=== Goal of the exercise ===
In the material below, how many lines include the word "locomotive"? Write only the number.

=== Provided records ===
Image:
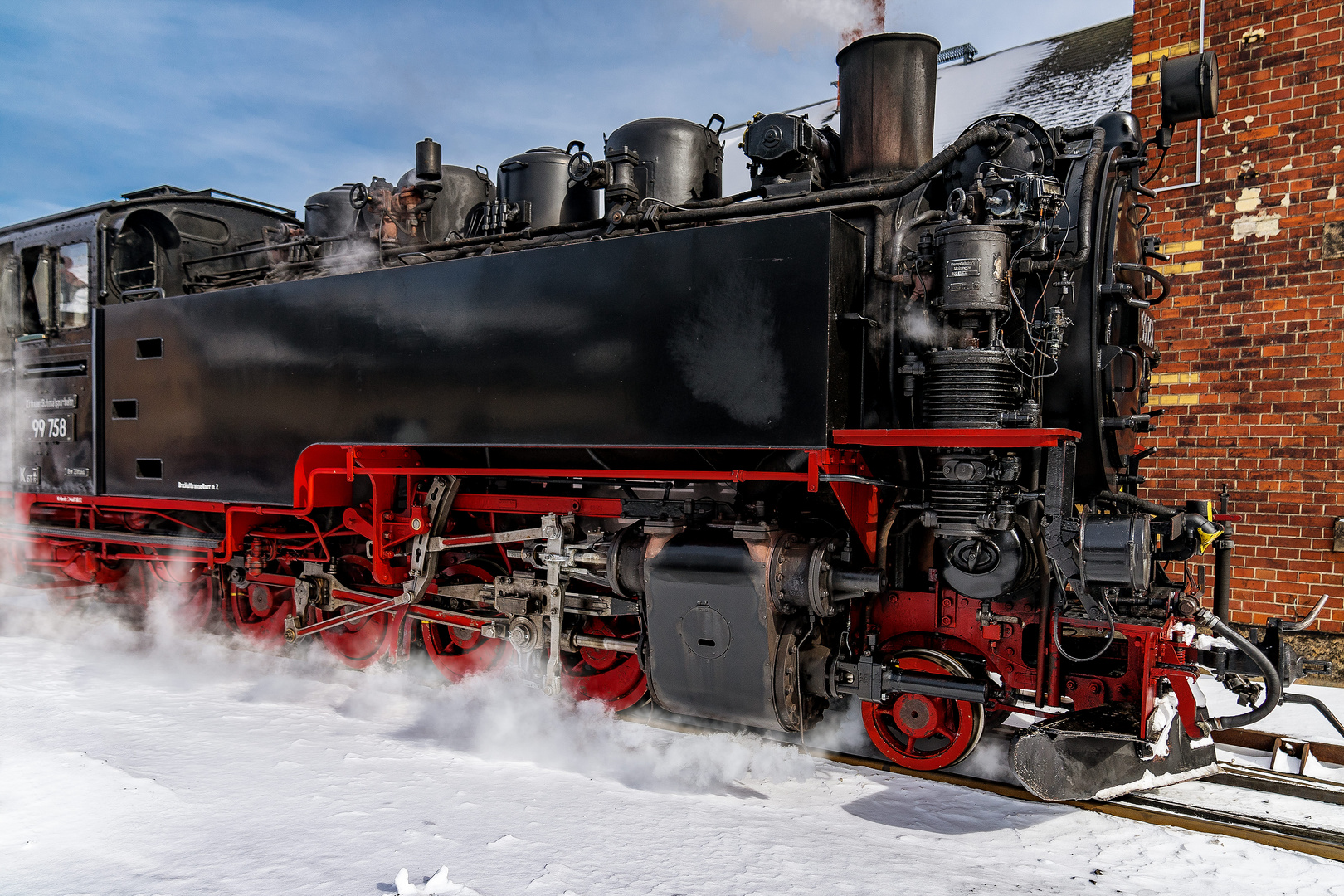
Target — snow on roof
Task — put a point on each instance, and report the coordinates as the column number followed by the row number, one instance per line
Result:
column 1069, row 80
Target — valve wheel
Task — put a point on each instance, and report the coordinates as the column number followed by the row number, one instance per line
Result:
column 606, row 676
column 925, row 733
column 461, row 652
column 258, row 611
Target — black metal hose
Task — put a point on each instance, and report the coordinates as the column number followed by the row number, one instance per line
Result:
column 1159, row 509
column 1140, row 504
column 1273, row 684
column 1086, row 201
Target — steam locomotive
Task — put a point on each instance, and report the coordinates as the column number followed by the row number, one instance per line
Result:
column 864, row 433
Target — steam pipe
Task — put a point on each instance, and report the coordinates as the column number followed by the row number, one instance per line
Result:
column 1047, row 609
column 1273, row 684
column 986, row 134
column 1222, row 577
column 730, row 206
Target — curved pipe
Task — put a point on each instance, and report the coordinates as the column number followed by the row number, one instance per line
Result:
column 1273, row 684
column 899, row 240
column 1088, row 201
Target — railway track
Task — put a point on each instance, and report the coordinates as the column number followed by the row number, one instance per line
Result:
column 1153, row 807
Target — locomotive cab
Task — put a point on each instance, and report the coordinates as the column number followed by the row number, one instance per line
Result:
column 871, row 437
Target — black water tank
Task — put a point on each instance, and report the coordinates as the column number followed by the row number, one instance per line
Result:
column 542, row 178
column 667, row 158
column 463, row 190
column 888, row 85
column 329, row 214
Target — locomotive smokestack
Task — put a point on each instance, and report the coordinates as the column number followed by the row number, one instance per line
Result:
column 429, row 160
column 888, row 85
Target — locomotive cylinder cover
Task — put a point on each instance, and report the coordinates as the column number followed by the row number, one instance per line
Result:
column 668, row 158
column 973, row 268
column 329, row 214
column 542, row 178
column 886, row 100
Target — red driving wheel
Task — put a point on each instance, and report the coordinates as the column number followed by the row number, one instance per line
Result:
column 360, row 642
column 461, row 652
column 925, row 733
column 615, row 679
column 258, row 611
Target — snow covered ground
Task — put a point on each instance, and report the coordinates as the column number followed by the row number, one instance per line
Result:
column 141, row 765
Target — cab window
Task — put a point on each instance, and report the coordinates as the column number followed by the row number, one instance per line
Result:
column 73, row 285
column 11, row 293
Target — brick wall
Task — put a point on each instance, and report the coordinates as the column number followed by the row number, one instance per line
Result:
column 1253, row 343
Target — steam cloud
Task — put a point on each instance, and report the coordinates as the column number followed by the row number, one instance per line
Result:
column 791, row 24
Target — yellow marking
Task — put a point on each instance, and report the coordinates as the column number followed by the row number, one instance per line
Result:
column 1170, row 52
column 1191, row 246
column 1174, row 379
column 1181, row 268
column 1175, row 399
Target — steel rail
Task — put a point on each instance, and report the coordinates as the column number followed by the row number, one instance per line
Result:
column 1135, row 807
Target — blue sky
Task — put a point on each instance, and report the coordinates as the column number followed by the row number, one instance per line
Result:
column 281, row 100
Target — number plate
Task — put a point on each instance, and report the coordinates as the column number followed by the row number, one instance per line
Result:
column 51, row 427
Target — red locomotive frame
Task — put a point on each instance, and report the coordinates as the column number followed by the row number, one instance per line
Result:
column 71, row 535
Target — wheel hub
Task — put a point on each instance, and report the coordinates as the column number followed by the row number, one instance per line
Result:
column 916, row 715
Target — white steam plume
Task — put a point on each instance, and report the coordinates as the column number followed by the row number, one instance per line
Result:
column 791, row 24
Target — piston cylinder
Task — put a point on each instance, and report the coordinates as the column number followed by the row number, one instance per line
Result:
column 969, row 388
column 888, row 85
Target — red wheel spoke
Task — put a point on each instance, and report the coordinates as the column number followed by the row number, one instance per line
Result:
column 919, row 733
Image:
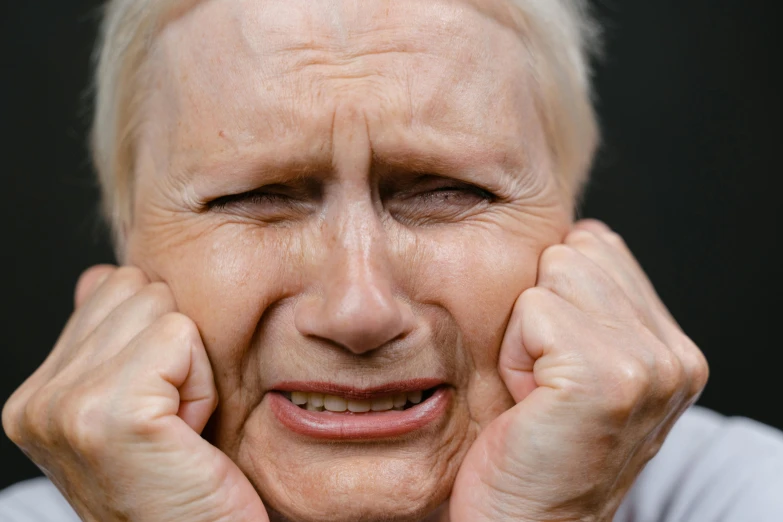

=== Task response ===
5